Among the entries below, which lines include the string "query"? Show each one.

-------- MATERIAL FOR THIS EXERCISE

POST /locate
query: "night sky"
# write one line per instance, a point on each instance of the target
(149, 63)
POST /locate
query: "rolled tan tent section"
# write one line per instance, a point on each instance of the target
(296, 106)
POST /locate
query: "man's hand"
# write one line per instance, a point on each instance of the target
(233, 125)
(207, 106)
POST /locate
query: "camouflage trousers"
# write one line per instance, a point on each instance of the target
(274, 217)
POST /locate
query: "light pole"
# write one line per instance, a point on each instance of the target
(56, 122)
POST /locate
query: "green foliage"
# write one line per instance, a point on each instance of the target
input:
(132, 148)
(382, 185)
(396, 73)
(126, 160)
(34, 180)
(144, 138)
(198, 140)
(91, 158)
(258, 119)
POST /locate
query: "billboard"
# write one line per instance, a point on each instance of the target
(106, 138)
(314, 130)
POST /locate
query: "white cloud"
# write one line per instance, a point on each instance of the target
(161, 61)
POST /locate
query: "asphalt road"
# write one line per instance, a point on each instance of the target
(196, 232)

----------------
-------- MATERIAL FOR THIS EXERCISE

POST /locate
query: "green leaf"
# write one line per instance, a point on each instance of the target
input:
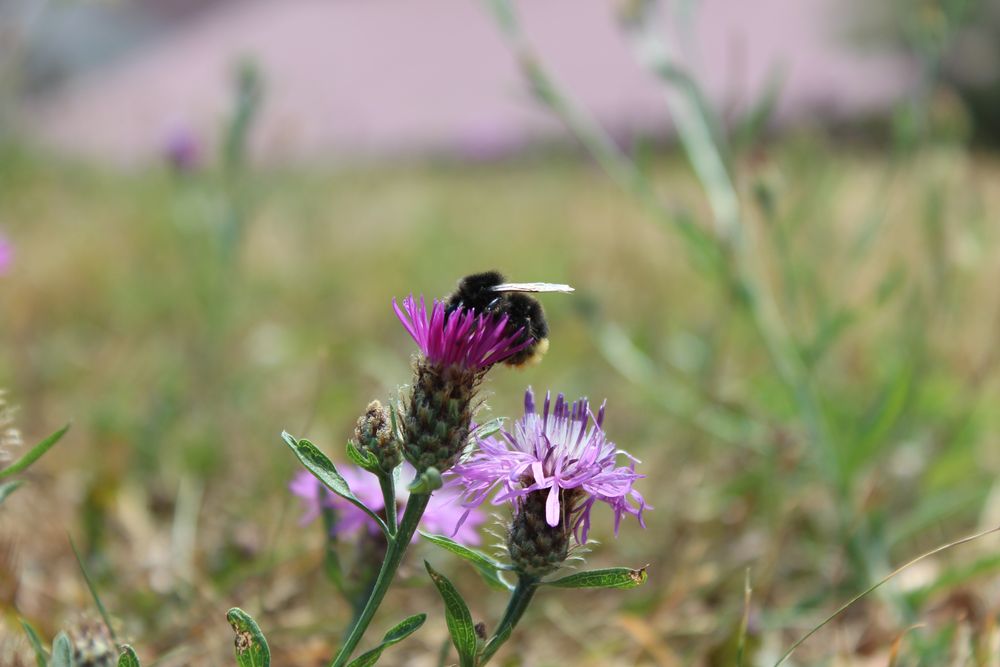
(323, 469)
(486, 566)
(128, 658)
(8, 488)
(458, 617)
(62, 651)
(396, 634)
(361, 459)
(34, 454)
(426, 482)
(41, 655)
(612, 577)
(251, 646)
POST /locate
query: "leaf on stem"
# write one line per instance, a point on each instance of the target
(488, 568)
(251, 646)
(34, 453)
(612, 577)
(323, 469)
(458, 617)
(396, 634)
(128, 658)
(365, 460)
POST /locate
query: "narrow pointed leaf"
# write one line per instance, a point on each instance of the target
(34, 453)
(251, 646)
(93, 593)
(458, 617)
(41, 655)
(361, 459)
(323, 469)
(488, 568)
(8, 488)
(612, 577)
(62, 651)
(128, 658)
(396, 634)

----------------

EXERCISE RESPONSE —
query: "night sky"
query: "rolled tan tent section"
query: "man's hand"
query: "camouflage trousers"
query: "light pole"
query: "green foliage"
query: "billboard"
query: "white cloud"
query: "asphalt road"
query: "green leaf"
query: "leaf on stem"
query: "narrow pointed leaf"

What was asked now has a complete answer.